Exercise passage.
Start of Block
Swiss police recover stolen masterpieces

Police have recovered two of the four Impressionist paintings stolen earlier this month in a daring museum heist, police in Zurich, Switzerland said Tuesday.

The Monet and van Gogh oil paintings were in good condition, police said, and the search continued for the other two -- a Cezanne and a Degas.

A parking lot attendant at the Psychiatric University Hospital in Zurich found the paintings Monday afternoon in the back of an unlocked white car, police said.

It was not clear how long the car, an Opel Omega with stolen license plates, had been parked on the lot, police said.

"The two paintings, worth about 70 million francs($64 million), are in good condition and are still protected by the original glass covering," police said in a statement.

Three masked men stole the four paintings in what police called a "spectacular" heist Feb. 11 at the E.G. Buhrle Collection -- among the finest collections of Impressionist and post-Impressionist art in the world.

One of the men threatened personnel at the museum's front door with a pistol and forced them to the ground, police said, while the other two men went into an exhibition room and stole four oil paintings by Paul Cezanne, Edgar Degas, Claude Monet and Vincent van Gogh.

Afterward, the three men loaded the paintings into a white car parked in front of the museum and then drove off, police said.

The paintings recovered Monday are Monet's "Poppies near Vetheuil" and van Gogh's "Blossoming Chestnut Branches." Still missing are Degas' "Count Lepic and his Daughters" and Cezanne's "Boy in a Red Vest."

The four paintings are worth a total of about $163 million (180 million Swiss francs).

A reward of $91,000 (100,00 Swiss francs) has been posted for information leading to the return of the paintings, police said.

A Zurich police task force, which includes an art expert, had received tips from around the world, police said. The task force was looking into possible connections with other art thefts inside Switzerland and abroad.

The Zurich heist followed the recent theft in Switzerland of two paintings by Pablo Picasso, said Bjoern Quellenberg, a spokesman for the Kunsthaus, another major art museum in Zurich.

The director of the Kunsthaus serves on the E.G. Buhrle private art foundation's council, Quellenberg said.

In that theft, thieves stole the 1962 "Tete de Cheval" ("Horse's Head") and the 1944 "Verre et Pichet" ("Glass and Pitcher") by Picasso. They were on loan from a German museum and valued at $4.5 million when they were stolen February 6, according to news reports.
End of Block
Stored data.
Start of Block
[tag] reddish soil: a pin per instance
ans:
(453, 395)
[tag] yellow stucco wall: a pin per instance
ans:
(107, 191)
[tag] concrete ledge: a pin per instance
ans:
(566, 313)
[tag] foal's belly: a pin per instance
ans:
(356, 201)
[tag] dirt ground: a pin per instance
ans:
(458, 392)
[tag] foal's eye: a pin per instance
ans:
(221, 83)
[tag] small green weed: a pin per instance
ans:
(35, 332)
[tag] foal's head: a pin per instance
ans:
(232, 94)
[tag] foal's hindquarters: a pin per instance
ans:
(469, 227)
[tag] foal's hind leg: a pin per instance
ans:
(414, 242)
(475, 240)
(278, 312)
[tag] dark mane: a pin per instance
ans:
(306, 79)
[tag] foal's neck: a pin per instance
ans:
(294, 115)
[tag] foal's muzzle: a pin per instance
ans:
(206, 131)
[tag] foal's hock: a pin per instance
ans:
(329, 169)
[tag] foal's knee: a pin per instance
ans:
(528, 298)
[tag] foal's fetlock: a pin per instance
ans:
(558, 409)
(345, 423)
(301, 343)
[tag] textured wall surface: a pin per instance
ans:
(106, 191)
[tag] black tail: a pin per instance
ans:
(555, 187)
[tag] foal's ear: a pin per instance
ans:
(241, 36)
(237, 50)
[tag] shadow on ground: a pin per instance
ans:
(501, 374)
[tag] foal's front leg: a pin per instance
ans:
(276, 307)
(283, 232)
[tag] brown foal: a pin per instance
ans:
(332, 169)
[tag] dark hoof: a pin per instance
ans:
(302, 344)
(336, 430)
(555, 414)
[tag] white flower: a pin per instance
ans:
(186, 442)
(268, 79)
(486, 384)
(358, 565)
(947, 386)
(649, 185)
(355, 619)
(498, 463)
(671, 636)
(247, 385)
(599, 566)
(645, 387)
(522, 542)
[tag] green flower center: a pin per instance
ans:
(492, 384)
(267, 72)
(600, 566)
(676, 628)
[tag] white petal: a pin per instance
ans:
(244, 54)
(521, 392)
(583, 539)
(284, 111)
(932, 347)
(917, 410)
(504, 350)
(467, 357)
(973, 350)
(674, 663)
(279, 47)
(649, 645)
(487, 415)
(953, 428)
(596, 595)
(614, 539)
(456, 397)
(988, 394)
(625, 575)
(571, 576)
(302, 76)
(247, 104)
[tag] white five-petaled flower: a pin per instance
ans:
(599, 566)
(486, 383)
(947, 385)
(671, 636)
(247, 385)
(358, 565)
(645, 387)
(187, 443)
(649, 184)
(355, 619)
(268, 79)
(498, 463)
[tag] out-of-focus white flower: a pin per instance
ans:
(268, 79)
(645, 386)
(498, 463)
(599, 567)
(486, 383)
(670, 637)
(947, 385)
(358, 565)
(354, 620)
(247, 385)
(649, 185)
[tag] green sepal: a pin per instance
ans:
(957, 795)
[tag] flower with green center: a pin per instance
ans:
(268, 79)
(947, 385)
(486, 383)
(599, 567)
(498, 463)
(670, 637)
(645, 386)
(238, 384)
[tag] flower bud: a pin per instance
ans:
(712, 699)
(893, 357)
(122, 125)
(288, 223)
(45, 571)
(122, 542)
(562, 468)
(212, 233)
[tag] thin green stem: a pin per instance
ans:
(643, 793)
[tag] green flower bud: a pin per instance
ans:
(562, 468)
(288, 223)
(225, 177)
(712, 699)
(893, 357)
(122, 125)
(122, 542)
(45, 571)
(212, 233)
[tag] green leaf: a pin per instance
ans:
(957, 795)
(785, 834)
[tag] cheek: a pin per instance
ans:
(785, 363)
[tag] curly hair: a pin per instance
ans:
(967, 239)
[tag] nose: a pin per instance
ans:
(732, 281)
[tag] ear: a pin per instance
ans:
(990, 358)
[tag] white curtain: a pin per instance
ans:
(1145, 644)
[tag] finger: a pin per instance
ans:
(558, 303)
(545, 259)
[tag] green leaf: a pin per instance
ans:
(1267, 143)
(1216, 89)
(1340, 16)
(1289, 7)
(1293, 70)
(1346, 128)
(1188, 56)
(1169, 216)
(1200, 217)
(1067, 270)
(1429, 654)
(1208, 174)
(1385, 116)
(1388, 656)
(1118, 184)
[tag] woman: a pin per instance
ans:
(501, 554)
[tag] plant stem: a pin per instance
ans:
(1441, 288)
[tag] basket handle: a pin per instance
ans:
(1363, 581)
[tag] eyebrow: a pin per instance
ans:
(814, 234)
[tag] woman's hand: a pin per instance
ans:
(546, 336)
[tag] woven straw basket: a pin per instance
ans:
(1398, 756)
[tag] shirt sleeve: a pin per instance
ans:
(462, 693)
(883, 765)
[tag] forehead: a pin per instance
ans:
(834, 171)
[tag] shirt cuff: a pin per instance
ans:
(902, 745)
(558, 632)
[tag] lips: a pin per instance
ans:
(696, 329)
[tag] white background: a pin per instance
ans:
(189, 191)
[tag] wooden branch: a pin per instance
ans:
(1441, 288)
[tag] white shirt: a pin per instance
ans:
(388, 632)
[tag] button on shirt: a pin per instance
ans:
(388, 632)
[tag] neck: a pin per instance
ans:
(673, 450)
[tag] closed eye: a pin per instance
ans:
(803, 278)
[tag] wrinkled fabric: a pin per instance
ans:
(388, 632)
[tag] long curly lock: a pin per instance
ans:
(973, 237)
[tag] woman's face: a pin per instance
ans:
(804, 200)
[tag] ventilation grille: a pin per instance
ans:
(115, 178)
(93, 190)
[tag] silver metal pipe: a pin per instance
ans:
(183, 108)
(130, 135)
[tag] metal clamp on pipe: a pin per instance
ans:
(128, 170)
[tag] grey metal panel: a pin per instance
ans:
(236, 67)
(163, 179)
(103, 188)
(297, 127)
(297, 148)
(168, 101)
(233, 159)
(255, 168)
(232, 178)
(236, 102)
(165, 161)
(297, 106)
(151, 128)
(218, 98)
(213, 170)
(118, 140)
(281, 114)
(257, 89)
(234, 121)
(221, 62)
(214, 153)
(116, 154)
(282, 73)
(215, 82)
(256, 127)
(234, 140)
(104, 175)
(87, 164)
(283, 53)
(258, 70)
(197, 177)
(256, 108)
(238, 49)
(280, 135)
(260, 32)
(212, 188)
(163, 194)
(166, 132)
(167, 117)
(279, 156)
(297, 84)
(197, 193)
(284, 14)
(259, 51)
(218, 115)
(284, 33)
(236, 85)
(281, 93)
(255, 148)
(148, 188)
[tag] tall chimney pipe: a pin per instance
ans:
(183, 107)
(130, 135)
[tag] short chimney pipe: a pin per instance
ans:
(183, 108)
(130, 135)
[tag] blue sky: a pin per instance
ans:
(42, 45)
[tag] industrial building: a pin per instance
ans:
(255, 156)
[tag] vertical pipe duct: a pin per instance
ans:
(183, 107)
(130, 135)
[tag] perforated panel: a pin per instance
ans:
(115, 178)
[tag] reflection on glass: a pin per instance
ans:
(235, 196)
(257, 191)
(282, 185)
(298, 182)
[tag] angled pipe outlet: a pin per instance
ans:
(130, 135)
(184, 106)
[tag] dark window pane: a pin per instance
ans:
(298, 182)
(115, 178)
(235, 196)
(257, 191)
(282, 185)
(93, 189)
End of Block
How to complete this task.
In the news report on the stolen Impressionist paintings, where did the parking lot attendant find the two recovered works?

Answer to this exercise.
In the back of an unlocked white car at the Psychiatric University Hospital in Zurich.